• YOUR ASSIGNMENT: Go through the entries below. Copy out every line that contains "pasture".

(Dataset entries)
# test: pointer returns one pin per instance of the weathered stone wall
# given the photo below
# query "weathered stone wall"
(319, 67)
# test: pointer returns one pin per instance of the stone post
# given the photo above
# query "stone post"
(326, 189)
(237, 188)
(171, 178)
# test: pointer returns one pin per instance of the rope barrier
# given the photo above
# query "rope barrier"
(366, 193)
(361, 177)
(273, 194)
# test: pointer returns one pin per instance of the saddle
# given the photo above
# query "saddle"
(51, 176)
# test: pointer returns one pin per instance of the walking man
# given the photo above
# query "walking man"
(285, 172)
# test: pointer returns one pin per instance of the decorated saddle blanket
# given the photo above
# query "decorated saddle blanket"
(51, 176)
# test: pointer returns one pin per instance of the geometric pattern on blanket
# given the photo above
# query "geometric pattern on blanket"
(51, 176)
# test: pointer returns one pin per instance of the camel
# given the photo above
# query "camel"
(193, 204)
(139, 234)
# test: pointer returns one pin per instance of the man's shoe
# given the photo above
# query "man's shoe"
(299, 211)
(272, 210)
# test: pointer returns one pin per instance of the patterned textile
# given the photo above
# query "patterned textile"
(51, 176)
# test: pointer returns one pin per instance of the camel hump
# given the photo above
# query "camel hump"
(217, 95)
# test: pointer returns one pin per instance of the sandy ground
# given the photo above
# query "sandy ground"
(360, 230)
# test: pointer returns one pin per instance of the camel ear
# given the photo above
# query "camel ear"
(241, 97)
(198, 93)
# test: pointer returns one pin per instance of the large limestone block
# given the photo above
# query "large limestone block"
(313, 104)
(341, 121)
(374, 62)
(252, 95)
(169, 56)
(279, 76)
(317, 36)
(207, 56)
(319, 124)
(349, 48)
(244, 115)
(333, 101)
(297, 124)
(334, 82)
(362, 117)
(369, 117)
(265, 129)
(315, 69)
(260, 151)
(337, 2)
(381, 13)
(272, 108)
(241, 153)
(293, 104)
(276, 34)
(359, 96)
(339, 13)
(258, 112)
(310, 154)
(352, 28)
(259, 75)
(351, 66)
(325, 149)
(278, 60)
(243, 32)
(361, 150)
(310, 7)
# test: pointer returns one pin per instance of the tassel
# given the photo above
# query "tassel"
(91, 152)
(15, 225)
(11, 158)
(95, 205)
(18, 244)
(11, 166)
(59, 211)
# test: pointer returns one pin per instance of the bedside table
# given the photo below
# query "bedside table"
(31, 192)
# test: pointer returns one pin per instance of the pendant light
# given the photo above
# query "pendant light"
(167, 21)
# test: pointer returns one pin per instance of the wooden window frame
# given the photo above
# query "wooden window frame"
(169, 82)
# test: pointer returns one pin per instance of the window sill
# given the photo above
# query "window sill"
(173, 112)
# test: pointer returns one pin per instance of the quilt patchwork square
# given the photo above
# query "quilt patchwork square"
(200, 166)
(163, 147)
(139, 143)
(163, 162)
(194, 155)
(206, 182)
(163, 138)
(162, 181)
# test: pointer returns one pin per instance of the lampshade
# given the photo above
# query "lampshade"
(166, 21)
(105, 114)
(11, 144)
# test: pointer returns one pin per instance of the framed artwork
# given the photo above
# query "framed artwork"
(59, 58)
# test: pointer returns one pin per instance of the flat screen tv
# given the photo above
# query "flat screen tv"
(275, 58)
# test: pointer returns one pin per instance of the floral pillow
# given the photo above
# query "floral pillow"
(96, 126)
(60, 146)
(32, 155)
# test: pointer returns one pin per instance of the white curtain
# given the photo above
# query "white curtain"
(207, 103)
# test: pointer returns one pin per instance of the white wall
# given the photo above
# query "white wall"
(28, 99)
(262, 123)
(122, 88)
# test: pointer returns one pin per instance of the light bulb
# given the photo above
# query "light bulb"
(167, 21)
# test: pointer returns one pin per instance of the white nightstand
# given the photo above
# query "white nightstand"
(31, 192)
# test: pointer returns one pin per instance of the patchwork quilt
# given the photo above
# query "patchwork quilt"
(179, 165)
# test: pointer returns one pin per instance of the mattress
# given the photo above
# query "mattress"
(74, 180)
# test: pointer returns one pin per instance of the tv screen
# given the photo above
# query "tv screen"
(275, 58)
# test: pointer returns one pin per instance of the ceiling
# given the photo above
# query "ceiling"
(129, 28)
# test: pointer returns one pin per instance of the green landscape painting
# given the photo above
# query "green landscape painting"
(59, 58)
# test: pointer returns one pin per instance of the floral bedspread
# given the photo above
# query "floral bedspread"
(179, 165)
---
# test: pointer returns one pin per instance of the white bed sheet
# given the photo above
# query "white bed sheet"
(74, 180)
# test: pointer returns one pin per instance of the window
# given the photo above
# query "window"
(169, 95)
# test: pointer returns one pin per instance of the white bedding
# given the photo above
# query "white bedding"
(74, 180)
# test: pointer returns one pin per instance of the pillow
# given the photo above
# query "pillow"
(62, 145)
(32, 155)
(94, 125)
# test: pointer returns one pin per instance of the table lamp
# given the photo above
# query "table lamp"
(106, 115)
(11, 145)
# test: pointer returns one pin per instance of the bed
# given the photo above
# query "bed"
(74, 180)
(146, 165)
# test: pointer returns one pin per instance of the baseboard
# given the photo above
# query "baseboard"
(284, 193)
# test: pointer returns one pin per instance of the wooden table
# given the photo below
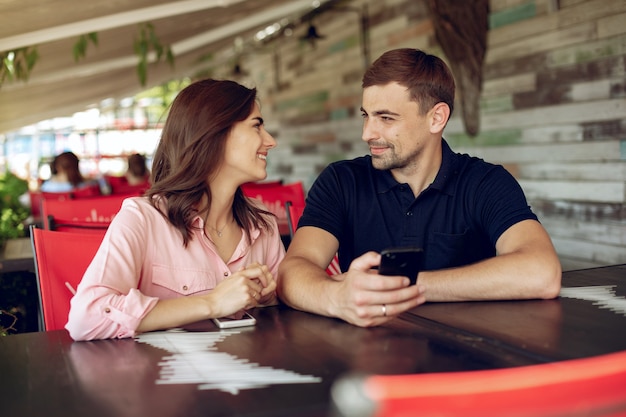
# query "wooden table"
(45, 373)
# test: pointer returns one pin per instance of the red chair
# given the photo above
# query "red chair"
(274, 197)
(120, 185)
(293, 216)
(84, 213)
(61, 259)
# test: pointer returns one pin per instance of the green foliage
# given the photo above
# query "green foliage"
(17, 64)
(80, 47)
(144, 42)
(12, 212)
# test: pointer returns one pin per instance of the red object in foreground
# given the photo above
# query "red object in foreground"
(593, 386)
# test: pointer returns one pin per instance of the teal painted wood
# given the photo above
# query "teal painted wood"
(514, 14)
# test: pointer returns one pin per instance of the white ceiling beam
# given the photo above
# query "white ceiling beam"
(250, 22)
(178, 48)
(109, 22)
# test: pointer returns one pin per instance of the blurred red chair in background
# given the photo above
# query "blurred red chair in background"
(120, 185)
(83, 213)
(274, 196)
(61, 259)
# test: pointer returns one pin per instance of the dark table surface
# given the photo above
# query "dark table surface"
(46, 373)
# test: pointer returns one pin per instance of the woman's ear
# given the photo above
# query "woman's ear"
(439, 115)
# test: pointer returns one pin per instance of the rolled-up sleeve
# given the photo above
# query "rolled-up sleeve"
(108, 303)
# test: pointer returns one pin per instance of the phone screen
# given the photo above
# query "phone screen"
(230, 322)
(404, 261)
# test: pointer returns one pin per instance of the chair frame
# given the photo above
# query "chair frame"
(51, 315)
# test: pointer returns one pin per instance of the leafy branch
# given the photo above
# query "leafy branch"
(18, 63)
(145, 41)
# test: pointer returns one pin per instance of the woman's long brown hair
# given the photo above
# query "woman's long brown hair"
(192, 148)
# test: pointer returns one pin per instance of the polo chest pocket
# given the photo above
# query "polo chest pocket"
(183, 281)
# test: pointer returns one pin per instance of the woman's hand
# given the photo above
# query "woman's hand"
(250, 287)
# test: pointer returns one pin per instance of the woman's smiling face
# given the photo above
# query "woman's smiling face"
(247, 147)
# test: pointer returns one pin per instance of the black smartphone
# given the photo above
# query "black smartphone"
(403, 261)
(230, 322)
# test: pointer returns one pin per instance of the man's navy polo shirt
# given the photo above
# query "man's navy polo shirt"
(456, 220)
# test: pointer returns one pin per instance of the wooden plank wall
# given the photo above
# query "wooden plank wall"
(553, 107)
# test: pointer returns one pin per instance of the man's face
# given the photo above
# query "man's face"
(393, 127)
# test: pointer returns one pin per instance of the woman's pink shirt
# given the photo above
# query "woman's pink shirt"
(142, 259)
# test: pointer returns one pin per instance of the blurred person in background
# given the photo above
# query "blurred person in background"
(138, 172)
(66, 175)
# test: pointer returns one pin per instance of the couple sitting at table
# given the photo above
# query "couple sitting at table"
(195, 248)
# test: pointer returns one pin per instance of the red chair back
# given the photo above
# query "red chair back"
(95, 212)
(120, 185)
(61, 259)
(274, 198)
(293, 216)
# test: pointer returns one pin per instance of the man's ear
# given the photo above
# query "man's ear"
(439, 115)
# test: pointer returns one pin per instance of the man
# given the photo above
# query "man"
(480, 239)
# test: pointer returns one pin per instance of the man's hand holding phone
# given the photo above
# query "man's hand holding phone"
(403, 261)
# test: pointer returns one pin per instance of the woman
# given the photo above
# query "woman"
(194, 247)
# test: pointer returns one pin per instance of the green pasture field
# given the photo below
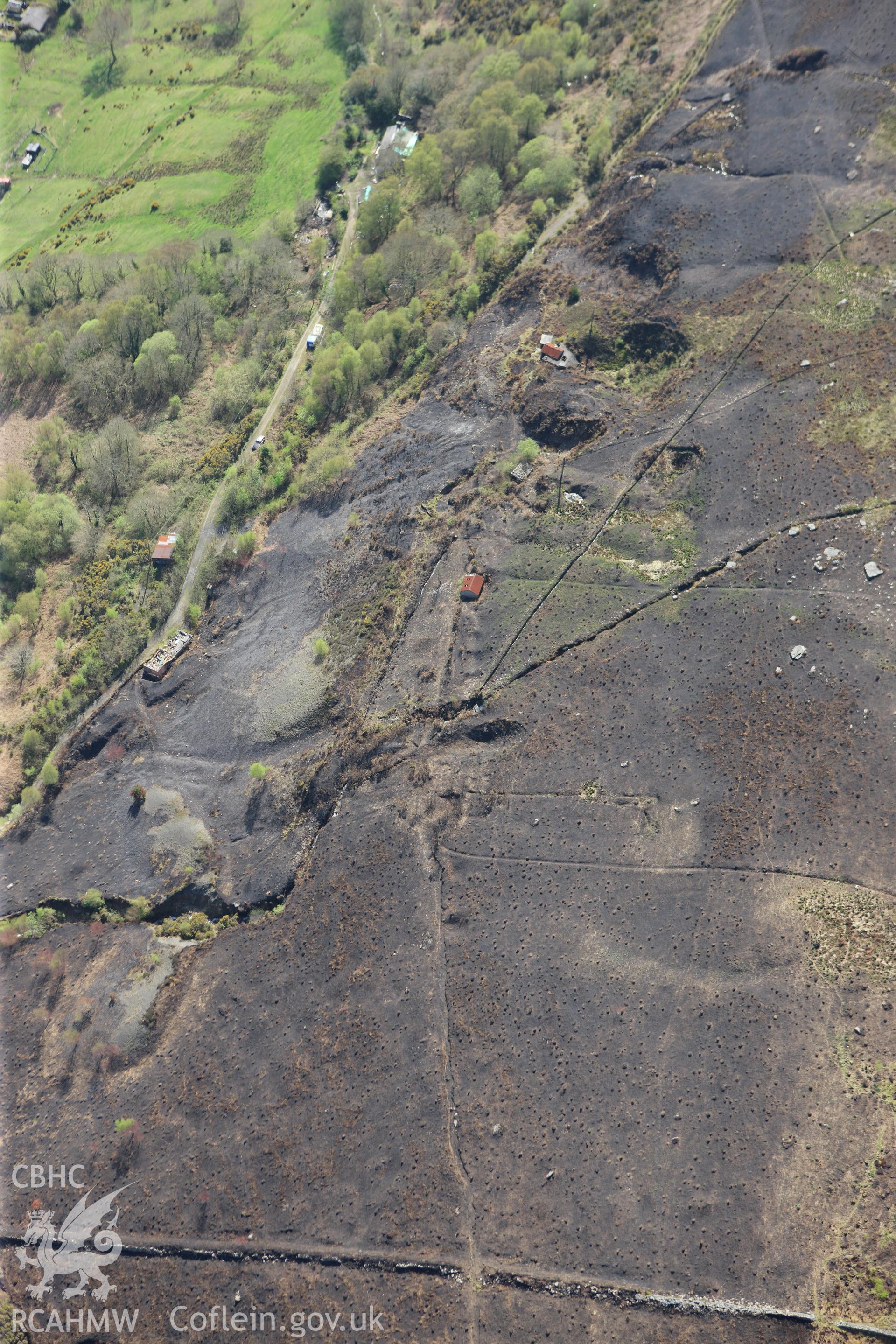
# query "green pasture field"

• RESPONSE:
# test: pointer returns one pin per instance of the green pasture field
# query "green pasture field"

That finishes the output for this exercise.